(Entries from a pointing dataset)
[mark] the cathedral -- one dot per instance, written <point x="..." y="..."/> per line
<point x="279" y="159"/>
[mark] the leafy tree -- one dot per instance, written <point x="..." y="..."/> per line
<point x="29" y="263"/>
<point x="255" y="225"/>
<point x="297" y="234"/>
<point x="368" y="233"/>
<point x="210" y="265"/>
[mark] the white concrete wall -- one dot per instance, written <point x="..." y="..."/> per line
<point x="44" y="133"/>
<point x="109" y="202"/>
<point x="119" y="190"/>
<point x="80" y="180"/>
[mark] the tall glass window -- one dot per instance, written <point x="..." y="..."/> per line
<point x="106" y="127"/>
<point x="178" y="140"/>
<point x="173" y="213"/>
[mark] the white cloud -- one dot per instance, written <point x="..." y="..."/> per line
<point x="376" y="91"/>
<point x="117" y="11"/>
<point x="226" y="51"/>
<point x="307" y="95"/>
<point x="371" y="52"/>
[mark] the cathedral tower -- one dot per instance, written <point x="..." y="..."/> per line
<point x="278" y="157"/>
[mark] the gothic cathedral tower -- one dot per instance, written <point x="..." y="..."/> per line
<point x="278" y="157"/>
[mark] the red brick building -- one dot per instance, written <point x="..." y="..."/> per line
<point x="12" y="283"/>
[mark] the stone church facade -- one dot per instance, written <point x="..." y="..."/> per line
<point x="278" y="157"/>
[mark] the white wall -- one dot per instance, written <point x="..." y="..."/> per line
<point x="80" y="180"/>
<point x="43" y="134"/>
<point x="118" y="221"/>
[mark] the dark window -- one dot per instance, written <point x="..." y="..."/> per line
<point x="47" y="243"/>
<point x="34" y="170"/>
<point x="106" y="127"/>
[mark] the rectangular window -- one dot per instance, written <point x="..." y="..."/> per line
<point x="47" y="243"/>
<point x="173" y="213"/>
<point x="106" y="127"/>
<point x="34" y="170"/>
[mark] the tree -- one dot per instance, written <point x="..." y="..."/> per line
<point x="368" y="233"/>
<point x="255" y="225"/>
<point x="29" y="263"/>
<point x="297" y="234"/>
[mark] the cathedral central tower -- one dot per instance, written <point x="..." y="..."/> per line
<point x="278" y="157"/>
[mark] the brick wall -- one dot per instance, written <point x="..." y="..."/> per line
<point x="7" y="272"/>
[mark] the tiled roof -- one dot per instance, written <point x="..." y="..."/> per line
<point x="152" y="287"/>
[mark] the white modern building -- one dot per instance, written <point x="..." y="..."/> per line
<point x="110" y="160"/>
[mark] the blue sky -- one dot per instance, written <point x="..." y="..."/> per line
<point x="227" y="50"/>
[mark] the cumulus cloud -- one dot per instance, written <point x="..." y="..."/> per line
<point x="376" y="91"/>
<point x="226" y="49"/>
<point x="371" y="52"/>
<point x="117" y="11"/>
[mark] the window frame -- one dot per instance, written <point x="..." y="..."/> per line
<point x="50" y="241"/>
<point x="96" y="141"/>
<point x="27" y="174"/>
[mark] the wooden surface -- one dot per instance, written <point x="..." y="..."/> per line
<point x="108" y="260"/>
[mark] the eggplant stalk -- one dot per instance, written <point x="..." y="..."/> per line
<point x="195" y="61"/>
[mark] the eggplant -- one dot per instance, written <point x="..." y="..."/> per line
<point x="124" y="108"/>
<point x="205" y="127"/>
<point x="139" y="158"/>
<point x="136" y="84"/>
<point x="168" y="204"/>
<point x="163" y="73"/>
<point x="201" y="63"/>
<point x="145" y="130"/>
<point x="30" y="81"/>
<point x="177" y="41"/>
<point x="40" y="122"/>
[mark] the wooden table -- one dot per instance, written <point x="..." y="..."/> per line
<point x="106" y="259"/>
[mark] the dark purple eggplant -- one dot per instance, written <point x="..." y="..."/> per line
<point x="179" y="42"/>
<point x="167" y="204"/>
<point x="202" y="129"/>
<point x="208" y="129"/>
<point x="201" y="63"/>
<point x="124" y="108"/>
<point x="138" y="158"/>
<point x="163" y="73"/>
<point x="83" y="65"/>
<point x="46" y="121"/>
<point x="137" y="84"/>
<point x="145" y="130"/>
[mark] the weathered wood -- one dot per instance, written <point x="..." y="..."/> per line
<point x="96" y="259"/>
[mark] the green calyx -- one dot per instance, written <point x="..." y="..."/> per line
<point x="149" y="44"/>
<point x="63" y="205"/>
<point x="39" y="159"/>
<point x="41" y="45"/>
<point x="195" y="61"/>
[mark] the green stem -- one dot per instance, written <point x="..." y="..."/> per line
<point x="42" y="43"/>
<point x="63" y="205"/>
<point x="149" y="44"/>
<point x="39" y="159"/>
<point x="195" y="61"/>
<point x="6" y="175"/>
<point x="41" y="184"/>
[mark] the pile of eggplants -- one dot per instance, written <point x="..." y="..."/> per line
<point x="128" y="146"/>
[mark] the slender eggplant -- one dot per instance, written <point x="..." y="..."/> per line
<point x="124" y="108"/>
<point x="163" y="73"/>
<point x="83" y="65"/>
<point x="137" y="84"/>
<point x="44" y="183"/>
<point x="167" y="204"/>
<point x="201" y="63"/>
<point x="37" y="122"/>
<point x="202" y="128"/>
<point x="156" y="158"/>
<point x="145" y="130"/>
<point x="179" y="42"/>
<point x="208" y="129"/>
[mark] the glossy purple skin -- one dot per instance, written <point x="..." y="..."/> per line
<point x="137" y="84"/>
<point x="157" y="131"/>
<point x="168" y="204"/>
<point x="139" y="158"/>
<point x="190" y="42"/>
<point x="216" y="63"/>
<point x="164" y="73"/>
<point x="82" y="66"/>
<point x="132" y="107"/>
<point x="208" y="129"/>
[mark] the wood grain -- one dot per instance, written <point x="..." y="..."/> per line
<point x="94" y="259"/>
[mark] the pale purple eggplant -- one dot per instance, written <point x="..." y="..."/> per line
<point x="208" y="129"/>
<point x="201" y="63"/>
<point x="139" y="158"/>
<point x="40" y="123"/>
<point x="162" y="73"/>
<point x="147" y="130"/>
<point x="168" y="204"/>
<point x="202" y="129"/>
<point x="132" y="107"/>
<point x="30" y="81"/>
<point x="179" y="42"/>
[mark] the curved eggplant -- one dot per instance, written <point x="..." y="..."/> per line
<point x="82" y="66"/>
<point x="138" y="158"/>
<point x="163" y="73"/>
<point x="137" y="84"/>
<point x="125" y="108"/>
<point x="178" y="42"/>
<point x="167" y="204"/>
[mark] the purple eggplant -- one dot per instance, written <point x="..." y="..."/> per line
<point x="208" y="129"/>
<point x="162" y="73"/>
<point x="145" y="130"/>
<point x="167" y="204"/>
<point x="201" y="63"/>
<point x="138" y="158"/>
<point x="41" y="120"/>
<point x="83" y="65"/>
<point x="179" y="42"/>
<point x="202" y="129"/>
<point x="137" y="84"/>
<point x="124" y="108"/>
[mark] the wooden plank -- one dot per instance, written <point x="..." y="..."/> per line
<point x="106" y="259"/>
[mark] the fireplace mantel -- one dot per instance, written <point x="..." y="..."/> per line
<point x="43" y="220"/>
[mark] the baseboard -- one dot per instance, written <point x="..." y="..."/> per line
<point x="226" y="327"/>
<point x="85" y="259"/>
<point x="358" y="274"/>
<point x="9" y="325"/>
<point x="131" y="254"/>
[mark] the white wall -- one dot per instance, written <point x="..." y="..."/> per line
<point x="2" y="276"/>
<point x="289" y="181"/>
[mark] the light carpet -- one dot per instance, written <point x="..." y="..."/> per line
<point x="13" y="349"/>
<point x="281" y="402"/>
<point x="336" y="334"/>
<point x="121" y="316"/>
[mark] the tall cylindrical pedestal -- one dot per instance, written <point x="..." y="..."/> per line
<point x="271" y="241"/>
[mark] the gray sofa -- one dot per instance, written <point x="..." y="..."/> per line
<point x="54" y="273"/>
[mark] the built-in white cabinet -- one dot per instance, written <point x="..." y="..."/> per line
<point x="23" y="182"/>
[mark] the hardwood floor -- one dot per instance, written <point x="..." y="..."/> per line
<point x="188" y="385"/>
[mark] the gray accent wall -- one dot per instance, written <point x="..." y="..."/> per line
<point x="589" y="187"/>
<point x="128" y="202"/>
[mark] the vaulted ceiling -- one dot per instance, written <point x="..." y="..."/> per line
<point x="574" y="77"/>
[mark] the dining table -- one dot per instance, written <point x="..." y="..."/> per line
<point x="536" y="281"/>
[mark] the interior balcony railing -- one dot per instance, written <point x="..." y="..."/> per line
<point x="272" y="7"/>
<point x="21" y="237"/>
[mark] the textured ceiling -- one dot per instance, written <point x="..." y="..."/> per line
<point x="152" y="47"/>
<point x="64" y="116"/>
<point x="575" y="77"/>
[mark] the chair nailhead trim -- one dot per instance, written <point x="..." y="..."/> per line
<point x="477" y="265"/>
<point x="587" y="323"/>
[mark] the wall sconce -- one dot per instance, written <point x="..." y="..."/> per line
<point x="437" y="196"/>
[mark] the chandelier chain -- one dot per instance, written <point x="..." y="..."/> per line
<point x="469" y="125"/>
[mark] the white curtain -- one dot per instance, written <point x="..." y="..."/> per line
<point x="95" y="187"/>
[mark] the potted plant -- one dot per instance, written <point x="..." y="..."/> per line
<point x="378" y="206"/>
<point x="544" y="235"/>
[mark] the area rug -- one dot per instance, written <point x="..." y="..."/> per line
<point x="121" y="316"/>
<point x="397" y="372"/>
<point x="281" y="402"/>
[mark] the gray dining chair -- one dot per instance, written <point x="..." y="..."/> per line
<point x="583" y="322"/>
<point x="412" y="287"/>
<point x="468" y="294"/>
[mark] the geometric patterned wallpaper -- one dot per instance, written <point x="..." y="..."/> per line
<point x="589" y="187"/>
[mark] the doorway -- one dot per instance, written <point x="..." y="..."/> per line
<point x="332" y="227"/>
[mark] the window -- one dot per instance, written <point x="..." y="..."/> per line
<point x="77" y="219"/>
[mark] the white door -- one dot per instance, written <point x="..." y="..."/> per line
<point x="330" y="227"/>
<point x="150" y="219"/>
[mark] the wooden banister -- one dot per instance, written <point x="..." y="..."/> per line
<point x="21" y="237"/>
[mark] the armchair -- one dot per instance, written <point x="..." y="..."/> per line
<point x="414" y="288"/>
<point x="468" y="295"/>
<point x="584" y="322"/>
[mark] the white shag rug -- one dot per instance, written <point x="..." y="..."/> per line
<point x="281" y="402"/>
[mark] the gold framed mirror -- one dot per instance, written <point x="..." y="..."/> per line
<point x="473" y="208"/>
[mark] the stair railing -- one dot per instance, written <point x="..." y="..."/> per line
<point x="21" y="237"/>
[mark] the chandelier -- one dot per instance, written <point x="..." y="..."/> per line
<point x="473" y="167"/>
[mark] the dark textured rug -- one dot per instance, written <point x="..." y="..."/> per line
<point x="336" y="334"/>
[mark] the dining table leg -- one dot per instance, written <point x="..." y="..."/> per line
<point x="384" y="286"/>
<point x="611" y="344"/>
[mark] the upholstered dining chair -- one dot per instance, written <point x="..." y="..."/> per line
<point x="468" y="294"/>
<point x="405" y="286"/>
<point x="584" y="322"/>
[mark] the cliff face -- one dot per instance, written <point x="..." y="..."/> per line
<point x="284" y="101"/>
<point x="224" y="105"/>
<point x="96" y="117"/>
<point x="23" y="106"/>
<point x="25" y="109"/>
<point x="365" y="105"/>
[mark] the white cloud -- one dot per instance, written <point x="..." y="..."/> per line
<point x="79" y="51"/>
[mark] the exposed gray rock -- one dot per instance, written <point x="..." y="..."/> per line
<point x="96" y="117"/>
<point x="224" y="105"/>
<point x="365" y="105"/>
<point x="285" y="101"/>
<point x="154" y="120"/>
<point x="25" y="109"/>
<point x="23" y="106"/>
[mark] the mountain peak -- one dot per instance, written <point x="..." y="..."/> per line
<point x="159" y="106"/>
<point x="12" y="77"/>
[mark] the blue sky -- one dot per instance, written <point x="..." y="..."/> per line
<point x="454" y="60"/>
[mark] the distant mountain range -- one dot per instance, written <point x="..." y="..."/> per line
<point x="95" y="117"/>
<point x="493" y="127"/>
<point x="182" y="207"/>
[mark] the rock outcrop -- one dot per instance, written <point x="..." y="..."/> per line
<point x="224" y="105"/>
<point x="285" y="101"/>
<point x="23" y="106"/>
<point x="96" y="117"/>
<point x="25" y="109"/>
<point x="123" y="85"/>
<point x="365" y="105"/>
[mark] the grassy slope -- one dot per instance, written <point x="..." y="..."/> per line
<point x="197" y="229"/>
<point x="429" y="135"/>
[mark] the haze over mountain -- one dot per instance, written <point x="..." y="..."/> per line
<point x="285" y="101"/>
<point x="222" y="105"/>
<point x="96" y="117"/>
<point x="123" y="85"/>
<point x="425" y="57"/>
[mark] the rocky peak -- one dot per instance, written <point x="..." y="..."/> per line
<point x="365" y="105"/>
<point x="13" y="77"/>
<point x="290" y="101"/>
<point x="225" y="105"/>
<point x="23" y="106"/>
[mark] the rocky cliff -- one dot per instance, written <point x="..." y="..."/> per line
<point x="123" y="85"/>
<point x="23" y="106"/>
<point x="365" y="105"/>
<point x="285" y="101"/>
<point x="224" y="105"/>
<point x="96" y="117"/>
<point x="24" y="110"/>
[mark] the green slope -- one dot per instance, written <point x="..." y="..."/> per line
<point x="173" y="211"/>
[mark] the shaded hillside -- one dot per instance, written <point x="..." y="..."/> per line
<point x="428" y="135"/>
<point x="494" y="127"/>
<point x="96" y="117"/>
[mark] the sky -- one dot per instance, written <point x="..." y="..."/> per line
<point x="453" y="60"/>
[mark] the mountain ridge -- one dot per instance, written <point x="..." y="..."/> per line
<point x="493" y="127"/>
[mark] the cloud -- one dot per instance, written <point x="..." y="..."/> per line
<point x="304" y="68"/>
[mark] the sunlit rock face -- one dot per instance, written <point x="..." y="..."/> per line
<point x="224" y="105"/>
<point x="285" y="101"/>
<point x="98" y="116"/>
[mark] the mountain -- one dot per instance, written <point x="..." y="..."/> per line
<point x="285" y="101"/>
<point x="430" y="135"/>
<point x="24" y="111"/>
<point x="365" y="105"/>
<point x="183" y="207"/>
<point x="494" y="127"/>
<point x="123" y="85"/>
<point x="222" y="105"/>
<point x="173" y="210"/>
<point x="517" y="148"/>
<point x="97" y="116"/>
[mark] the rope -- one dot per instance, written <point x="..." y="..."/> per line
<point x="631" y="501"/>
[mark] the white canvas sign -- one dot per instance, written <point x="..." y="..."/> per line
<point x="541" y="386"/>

- [EXERCISE AIM]: Exactly reproduce the lines beginning with the one that contains "[mark] the mountain -- one" and ending with the last line of the material, both included. Leave out everything else.

- [COMPLETED EXERCISE]:
[mark] the mountain -- one dot per instance, written <point x="..." y="..."/> per line
<point x="285" y="101"/>
<point x="430" y="135"/>
<point x="24" y="111"/>
<point x="365" y="105"/>
<point x="183" y="207"/>
<point x="494" y="127"/>
<point x="123" y="85"/>
<point x="222" y="105"/>
<point x="173" y="210"/>
<point x="517" y="148"/>
<point x="97" y="116"/>
[mark] the rope -- one dot per instance, written <point x="..." y="..."/> per line
<point x="631" y="501"/>
[mark] the white canvas sign -- one dot per instance, written <point x="..." y="..."/> per line
<point x="541" y="386"/>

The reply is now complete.